**** Material supplied

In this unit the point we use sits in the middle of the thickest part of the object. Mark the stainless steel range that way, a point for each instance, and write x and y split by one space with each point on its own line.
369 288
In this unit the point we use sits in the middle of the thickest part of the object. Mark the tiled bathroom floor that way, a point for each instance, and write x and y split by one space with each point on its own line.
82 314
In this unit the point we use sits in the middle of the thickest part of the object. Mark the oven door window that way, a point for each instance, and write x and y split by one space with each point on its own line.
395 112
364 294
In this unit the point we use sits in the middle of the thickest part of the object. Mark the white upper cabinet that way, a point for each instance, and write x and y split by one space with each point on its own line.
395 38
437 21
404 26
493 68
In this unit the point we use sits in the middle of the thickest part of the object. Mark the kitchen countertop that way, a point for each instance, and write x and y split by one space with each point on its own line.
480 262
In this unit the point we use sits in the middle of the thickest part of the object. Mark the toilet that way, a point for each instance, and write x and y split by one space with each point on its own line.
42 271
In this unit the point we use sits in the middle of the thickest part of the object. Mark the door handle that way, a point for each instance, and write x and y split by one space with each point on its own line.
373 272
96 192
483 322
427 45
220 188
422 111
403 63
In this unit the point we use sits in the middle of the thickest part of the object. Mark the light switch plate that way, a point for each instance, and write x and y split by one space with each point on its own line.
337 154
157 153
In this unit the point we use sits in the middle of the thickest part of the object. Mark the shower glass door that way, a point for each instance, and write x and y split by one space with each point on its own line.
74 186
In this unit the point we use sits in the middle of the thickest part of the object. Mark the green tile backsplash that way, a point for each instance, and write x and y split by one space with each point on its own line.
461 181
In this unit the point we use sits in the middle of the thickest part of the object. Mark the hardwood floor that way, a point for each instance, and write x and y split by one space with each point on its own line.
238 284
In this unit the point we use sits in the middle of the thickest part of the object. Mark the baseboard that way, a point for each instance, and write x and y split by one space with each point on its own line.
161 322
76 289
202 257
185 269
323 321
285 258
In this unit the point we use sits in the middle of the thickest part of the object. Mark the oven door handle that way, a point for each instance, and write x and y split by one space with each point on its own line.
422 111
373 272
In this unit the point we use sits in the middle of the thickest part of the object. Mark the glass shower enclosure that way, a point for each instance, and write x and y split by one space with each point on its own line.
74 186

********

- Set task:
Please write the material above as a two-column CSV with the header text,coordinates and one row for each thing to be marked, with its wording under text and its points under coordinates. Put each field in double quotes and turn line breaks inside a field into spaces.

- Written solution:
text,coordinates
"In this unit the point we use sits in the middle of the thickest part of the object. Mark the stainless steel range that way, a point for each instance, and write x and y split by one space with each point on its own line.","369 288"
"In this unit the point we use sits in the middle of the thickest part of the object. Mark the tiled bathroom floor that way, a point for each instance, and write x and y split by one space with each point on its own line.","82 314"
"In this unit the point we use sits in the middle of the thickest part of the object. Mark the oven door window that way, a point for each instance, and write x and y split by one space with each point on its own line.","395 112 364 294"
"In this unit the point we use sits in the middle of the thickest part of the object. Mark the white upper cabinet that way, a point for each instance, and write x and y split by one space with each point on its own line.","395 38 437 21 404 26 493 68"
"In this unit the point we use sits in the middle of the thickest part of the object. Mark the kitchen countertop that way, a point for each instance, and write x and y split by one space with each point on its own line.","480 262"
"In this unit the point we use sits in the middle of the thickest part of the object. Mark the toilet that way, a point for each instance, and write x and y split by one space with each point on its own line.","42 271"
"In this unit the point we use sits in the middle of the thickest part of the object. Mark the door handle that way, a point for each instance, and write x and y split by one space with each point on its own line.","373 272 96 192 483 322 427 45 220 188 422 111 403 63"
"In this unit the point we use sits in the middle of the thickest part of the object. Mark the light switch plate that way, a point for each instance, and write x and y split by one space with each point on its own line.","337 154 157 153"
"In this unit the point we use sits in the middle of the thickest part of the object. Mark the shower glass door that way, a point for each instance, and write x and y split by one space with each point on its own line.","74 186"
"In this unit the point we use sits in the middle of the thickest part of the object. Mark the green tile backsplash that way, a point for each instance, and write x and y split by one space with each point on its own line.","461 181"
"In this unit the point we use sits in the middle of the thickest part of the object. Mark the hardwood floor that way, a point for each instance, and write x and y split by one space with each point on its own line.","238 284"
"In this unit the point we use sits in the middle of the thickest part of the object. Mark the baseboard that way, a point for each instance, and write x and y split by one space with each point on its own line.","161 322 76 289 202 257 185 269 323 321 285 258"
"In this unit the point we use sits in the middle of the thickest part of the object. Mark the oven door handle that way, a point for each instance, and write x and y split by one space with each point on its own line.","422 111 373 272"
"In this unit the point we use sits in the middle of the thickest part of the object. Mark the glass shower enclosure that way, a point for each instance, and write x and y split by one space with each point on its own line.","74 186"